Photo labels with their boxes
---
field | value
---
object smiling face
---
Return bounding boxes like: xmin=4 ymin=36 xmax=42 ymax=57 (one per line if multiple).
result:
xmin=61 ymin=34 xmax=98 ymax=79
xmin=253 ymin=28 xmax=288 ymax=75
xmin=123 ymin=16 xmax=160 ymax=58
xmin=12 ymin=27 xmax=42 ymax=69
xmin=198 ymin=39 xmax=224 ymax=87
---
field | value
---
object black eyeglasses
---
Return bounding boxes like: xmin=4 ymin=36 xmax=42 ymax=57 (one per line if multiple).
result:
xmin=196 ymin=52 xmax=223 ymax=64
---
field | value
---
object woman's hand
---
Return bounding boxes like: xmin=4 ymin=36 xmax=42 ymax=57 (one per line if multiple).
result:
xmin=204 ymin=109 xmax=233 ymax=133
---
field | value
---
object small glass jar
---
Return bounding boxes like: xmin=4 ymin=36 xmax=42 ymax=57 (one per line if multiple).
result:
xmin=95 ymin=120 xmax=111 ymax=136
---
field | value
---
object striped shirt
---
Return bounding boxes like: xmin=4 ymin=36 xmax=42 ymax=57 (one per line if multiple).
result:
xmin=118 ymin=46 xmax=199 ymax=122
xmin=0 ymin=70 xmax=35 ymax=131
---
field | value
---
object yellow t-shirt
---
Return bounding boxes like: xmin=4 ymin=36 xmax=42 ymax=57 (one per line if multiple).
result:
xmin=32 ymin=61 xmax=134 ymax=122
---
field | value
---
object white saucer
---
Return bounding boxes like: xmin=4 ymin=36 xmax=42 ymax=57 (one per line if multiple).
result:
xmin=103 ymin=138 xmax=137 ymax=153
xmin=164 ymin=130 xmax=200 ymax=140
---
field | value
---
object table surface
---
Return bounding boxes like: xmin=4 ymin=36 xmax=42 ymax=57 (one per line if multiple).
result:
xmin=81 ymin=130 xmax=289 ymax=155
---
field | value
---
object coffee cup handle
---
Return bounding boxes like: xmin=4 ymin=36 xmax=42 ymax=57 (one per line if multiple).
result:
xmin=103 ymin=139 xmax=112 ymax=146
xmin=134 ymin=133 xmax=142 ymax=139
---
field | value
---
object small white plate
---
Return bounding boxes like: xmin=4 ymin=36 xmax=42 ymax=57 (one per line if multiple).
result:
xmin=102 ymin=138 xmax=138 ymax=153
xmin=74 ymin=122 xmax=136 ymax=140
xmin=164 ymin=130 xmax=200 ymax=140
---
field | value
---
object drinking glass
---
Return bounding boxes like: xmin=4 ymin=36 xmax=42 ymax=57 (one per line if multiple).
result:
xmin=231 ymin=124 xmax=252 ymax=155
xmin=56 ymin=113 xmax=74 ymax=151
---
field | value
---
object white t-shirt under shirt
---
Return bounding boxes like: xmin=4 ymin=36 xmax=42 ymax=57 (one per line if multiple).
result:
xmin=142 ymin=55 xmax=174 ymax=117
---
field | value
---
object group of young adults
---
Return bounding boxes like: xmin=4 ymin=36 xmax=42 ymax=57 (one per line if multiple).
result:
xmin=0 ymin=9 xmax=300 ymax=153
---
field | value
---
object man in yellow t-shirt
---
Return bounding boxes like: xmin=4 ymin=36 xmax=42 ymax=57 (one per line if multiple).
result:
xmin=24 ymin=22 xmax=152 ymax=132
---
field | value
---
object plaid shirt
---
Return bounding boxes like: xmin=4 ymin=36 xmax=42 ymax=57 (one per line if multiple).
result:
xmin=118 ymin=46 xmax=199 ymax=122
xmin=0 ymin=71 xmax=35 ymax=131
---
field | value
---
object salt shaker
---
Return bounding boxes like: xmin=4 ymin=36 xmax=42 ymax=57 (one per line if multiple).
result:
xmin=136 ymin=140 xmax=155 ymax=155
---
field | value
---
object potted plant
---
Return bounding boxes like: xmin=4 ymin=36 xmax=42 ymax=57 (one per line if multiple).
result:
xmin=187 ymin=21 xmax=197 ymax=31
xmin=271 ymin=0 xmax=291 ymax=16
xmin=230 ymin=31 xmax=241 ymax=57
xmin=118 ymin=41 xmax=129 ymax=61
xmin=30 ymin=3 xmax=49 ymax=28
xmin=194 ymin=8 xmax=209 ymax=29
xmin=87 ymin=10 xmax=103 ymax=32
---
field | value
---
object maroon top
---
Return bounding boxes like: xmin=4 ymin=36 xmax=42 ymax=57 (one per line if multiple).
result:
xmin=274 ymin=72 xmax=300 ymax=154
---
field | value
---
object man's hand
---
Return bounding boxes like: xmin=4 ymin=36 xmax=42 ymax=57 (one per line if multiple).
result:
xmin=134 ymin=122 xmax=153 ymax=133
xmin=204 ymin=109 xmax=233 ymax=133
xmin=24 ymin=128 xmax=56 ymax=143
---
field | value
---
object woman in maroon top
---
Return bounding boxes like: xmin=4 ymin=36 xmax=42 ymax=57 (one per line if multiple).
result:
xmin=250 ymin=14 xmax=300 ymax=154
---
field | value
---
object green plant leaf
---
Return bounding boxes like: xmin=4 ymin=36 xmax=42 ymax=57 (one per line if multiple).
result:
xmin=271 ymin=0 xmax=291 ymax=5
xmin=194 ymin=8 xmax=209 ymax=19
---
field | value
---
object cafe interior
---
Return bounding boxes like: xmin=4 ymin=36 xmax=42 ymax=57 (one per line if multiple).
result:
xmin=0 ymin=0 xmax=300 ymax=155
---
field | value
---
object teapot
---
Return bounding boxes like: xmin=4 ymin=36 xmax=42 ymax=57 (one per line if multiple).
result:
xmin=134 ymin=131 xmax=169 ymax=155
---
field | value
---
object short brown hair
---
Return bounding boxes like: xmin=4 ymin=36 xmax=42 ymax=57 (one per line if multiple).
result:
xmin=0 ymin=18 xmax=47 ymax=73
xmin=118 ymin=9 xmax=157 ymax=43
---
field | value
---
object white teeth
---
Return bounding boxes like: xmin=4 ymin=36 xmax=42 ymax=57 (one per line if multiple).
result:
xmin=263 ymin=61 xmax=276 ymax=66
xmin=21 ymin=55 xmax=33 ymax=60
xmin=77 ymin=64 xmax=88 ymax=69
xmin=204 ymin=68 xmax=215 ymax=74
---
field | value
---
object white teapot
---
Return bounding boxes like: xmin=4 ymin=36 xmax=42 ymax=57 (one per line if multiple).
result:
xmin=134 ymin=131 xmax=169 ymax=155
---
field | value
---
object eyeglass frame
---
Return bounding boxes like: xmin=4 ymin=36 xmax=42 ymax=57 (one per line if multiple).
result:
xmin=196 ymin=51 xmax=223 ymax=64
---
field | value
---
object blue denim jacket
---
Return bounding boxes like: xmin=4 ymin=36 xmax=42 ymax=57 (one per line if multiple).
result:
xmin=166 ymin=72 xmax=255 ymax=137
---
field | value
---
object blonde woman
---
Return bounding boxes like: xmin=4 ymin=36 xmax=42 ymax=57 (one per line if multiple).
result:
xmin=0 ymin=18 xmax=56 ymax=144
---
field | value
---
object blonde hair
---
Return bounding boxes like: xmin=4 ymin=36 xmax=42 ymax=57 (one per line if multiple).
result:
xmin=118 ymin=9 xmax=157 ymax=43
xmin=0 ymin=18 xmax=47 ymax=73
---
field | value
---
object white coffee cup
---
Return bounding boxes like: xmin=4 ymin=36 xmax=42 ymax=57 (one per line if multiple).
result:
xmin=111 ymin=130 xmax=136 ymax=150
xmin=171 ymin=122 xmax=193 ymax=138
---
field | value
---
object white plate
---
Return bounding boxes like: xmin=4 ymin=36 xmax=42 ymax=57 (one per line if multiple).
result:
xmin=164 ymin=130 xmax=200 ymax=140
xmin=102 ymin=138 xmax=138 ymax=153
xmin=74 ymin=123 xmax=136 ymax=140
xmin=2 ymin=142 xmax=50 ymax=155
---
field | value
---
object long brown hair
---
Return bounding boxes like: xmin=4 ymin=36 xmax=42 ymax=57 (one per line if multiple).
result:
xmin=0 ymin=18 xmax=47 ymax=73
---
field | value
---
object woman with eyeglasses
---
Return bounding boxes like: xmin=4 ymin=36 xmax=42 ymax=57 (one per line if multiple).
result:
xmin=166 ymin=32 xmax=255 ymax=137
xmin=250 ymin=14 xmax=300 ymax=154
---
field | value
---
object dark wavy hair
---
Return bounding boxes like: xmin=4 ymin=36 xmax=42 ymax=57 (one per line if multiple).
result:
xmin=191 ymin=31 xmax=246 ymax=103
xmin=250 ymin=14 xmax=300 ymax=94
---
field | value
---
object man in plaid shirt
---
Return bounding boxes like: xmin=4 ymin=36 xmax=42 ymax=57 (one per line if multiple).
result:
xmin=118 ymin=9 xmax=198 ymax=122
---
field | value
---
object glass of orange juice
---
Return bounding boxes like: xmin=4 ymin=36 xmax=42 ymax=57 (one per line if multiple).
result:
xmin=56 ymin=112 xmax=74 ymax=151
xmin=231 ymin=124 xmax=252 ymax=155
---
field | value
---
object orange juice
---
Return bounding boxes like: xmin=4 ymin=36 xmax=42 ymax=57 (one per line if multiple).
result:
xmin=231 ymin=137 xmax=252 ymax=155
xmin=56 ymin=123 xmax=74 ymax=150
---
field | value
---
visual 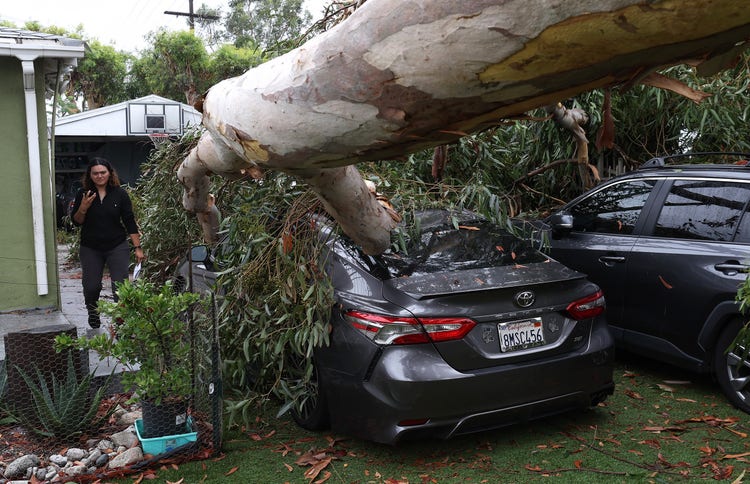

Task instructions: Copy the records word for word, from their first line through the line containing "xmin=0 ymin=70 xmax=35 ymax=131", with both ends included.

Response to the task:
---
field | value
---
object smiling face
---
Return bounding boxes like: xmin=4 ymin=36 xmax=42 ymax=57 (one per line if multiple).
result:
xmin=61 ymin=34 xmax=98 ymax=79
xmin=253 ymin=28 xmax=288 ymax=75
xmin=123 ymin=16 xmax=160 ymax=58
xmin=12 ymin=27 xmax=42 ymax=69
xmin=198 ymin=39 xmax=224 ymax=87
---
field | value
---
object black eyeglasses
---
Return bounding boxes like: xmin=4 ymin=36 xmax=42 ymax=57 (one per line if multiple).
result:
xmin=196 ymin=52 xmax=223 ymax=64
---
field | value
---
object woman's hand
---
Return bounding boxes like: xmin=4 ymin=36 xmax=42 ymax=57 (one per line if multiple).
result:
xmin=204 ymin=109 xmax=233 ymax=133
---
field | value
---
object small glass jar
---
Return bounding boxes like: xmin=4 ymin=36 xmax=42 ymax=57 (one per line if multiple).
result:
xmin=95 ymin=120 xmax=111 ymax=136
---
field | value
---
object striped shirt
---
Return bounding boxes like: xmin=4 ymin=36 xmax=42 ymax=57 (one per line if multiple).
result:
xmin=118 ymin=46 xmax=199 ymax=122
xmin=0 ymin=70 xmax=35 ymax=131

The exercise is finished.